■ DATA SUPPLIED:
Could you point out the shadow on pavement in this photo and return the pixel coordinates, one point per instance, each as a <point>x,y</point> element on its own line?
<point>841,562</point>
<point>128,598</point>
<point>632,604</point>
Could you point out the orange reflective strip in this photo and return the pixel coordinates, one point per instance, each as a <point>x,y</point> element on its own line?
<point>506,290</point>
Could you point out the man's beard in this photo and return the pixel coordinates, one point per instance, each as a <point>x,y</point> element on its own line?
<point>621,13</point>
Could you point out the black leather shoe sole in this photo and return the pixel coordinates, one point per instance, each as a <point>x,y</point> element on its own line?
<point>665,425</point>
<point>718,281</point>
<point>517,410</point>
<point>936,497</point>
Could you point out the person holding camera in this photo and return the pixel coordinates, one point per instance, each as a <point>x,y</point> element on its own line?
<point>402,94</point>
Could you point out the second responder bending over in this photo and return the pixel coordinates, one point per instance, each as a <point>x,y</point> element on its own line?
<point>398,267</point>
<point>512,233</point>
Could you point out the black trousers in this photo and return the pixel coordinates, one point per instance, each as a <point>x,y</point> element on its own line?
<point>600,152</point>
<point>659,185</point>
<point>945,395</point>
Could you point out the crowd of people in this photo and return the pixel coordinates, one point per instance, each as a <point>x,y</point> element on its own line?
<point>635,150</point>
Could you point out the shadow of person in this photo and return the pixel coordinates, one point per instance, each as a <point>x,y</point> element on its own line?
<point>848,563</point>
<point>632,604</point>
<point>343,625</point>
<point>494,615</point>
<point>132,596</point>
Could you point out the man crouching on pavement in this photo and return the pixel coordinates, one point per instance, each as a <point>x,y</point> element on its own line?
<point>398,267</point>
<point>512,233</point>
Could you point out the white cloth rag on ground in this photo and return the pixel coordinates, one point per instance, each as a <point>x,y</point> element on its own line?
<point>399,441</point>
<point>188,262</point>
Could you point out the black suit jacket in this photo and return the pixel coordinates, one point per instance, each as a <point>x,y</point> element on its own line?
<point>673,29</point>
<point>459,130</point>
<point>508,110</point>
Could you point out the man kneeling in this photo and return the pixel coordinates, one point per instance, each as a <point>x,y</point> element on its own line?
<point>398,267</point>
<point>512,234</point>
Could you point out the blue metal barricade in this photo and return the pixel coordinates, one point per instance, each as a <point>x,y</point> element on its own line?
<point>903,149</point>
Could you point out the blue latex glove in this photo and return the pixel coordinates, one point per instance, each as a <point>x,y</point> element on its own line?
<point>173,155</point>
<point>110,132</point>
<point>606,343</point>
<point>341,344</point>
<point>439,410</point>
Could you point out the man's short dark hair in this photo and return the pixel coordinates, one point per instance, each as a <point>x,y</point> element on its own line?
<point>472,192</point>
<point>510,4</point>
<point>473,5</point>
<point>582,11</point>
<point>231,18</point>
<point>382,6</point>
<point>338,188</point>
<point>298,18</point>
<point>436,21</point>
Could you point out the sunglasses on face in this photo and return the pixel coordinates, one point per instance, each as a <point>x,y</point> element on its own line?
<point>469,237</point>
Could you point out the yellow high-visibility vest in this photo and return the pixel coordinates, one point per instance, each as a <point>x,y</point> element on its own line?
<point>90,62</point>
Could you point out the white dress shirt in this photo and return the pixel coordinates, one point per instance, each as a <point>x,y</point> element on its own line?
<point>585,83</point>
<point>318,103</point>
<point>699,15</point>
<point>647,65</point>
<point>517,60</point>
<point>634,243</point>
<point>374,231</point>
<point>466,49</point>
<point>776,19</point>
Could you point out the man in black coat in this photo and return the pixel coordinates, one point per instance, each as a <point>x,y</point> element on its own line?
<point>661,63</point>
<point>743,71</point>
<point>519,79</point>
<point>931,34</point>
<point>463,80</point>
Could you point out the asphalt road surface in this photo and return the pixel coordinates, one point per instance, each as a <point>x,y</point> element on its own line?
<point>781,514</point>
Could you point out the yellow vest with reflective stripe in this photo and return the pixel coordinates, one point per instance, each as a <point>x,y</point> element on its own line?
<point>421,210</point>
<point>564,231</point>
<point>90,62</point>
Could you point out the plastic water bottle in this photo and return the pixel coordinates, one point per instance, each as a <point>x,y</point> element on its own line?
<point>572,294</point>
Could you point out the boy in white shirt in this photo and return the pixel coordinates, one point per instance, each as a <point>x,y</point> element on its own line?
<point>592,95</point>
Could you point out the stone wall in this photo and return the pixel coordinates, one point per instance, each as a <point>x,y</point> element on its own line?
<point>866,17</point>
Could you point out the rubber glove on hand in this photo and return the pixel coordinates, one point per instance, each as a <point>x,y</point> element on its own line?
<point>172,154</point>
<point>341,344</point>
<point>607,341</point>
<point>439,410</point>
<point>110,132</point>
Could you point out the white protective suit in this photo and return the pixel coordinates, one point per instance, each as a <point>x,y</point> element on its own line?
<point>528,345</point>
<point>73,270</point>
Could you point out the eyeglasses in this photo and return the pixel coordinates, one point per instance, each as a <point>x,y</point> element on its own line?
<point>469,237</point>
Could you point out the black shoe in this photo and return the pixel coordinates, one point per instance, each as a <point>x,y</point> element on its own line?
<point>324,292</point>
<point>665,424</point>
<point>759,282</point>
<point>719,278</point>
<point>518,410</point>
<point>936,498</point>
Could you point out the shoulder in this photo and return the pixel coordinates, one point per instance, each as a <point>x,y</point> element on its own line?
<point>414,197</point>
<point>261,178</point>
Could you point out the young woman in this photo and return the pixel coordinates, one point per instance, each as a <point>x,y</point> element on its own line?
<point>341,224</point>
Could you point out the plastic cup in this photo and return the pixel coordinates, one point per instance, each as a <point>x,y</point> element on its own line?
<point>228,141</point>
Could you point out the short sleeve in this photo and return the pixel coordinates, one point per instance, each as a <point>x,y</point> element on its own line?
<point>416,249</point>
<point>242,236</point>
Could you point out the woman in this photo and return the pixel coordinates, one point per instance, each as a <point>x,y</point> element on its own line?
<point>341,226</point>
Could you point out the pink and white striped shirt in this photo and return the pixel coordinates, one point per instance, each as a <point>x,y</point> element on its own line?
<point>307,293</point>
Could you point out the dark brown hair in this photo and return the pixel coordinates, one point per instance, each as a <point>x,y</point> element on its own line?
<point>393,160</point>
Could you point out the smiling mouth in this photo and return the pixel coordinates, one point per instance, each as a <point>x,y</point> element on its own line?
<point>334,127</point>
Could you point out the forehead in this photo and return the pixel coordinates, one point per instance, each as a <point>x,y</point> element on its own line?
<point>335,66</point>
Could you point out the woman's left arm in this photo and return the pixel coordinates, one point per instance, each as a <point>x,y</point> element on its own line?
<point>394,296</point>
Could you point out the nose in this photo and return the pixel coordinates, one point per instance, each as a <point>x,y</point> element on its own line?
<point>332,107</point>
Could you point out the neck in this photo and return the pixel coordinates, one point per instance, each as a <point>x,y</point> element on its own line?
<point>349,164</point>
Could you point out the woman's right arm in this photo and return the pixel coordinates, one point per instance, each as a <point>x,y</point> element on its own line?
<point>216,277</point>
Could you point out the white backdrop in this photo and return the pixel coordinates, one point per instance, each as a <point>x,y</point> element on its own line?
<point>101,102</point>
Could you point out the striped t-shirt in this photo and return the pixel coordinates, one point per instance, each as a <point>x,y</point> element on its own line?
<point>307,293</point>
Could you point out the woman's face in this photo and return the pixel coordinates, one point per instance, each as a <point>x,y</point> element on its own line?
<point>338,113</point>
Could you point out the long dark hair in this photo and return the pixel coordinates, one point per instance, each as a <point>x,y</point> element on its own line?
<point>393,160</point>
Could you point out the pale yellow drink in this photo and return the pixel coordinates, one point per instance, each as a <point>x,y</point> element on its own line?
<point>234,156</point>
==
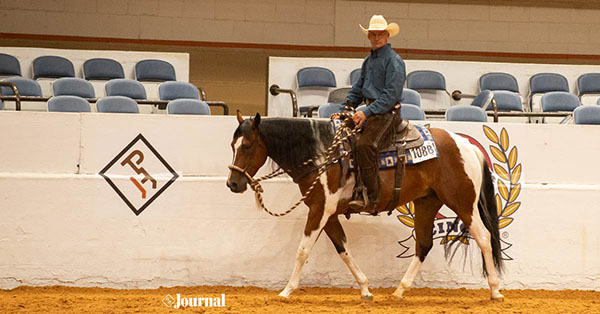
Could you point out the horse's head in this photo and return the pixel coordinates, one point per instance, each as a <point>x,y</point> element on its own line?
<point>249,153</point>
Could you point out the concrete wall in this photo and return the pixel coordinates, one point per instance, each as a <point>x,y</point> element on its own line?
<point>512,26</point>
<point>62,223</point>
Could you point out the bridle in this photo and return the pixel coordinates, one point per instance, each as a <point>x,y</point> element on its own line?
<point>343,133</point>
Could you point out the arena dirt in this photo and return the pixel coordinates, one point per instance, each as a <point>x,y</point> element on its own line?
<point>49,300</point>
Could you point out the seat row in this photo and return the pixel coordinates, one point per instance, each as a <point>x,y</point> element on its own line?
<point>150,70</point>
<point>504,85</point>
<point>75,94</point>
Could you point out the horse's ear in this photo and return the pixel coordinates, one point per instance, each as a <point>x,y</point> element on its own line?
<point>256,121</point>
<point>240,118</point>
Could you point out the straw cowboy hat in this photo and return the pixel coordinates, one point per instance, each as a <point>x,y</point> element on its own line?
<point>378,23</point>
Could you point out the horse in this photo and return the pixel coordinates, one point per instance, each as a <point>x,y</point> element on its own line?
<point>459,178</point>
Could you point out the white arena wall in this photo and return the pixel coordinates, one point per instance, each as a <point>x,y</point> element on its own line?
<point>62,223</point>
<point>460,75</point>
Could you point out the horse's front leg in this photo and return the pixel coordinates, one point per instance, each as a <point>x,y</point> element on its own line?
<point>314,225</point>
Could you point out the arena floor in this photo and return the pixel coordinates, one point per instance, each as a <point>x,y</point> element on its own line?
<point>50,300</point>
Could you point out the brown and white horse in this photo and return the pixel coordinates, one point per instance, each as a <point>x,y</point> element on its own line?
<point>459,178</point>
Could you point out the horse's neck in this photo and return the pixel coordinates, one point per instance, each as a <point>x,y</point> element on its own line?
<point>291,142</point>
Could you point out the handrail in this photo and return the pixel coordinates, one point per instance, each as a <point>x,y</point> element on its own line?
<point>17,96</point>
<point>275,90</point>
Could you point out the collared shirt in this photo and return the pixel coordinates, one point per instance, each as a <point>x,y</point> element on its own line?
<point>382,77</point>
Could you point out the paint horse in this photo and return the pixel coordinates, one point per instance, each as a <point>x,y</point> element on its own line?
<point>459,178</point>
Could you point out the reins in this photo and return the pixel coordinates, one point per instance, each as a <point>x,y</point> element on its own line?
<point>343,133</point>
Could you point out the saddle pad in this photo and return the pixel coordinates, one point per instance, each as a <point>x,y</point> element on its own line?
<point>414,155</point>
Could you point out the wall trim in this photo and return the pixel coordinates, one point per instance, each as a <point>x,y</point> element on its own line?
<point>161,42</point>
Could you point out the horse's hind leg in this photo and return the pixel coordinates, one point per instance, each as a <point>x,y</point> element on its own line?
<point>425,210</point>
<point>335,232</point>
---
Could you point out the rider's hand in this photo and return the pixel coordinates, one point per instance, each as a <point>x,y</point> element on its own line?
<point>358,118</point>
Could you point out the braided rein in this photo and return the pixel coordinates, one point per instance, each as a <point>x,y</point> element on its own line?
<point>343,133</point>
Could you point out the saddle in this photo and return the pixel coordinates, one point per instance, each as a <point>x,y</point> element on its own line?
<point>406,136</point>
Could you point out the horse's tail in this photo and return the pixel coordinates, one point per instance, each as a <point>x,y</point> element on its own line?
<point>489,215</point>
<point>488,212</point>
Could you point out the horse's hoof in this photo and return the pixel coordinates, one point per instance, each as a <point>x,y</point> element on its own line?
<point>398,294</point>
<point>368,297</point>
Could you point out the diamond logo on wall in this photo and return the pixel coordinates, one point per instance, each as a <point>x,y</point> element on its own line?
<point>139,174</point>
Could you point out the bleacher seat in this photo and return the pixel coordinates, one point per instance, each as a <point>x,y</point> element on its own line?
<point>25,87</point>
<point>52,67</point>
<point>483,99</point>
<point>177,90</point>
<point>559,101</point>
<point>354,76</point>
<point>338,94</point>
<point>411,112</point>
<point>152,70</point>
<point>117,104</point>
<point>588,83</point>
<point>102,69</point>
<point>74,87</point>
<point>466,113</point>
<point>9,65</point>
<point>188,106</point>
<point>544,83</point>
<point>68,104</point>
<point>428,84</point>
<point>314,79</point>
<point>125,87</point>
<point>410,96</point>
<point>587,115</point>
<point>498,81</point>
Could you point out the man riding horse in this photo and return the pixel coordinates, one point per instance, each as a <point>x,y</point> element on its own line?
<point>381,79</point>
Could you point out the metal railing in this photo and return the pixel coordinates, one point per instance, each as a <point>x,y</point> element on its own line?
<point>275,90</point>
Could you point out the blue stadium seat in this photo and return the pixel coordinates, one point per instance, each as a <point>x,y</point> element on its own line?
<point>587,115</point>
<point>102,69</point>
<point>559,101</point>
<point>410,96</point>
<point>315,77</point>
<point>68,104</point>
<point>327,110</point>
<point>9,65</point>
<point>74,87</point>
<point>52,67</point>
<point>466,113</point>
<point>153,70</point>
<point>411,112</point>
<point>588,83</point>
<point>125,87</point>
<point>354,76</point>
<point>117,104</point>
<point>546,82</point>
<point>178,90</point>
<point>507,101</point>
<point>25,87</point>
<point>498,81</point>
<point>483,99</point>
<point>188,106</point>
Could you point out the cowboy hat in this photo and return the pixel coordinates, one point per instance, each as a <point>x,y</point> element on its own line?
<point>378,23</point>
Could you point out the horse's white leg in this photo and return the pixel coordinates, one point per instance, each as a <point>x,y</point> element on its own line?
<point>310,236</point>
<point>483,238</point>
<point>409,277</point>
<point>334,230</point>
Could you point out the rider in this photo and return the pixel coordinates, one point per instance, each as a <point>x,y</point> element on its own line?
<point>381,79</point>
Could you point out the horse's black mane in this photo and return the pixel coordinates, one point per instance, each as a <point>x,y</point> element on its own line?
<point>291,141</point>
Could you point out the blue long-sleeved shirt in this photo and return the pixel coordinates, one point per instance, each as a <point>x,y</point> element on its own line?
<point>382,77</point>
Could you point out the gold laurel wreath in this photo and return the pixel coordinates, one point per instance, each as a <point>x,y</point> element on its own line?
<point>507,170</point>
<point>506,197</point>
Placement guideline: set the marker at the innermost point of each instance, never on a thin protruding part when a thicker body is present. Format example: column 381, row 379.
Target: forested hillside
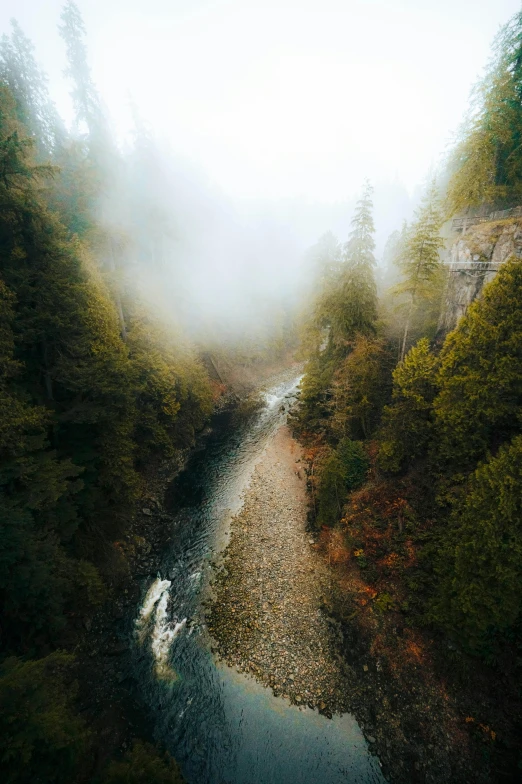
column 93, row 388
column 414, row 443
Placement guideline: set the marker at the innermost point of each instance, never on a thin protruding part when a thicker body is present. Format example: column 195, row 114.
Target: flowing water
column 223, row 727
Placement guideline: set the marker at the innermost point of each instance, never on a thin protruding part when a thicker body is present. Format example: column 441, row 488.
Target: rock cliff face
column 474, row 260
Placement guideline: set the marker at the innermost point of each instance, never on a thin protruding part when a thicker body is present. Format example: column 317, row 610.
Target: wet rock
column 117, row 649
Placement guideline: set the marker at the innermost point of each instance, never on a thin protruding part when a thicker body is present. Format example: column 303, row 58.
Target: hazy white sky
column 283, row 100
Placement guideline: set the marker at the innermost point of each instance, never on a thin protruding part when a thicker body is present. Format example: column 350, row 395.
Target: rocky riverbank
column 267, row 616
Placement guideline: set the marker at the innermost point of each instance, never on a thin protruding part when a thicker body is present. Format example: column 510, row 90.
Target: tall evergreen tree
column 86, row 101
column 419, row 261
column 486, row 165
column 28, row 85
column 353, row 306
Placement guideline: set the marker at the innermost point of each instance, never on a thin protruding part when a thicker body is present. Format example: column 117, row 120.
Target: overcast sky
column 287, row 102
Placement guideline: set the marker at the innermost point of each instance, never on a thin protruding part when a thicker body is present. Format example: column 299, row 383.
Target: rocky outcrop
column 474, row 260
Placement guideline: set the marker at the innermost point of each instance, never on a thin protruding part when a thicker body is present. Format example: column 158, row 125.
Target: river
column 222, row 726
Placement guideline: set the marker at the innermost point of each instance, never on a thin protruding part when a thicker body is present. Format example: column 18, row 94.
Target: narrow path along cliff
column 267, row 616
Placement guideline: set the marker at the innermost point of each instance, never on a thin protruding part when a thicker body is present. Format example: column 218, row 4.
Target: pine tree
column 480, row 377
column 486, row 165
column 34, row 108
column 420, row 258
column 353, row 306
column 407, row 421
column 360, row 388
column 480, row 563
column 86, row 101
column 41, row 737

■ REQUEST:
Swap "camera" for "phone" in the lines from the one holding "Could you point out the person" through the one holding "<point>402,94</point>", inclusive, and change nothing else.

■ ANSWER TO THIS PROBLEM:
Could you point out the person holding phone in this photo and return the pixel coordinates, one point per instance, each as a <point>x,y</point> element on its own line?
<point>402,94</point>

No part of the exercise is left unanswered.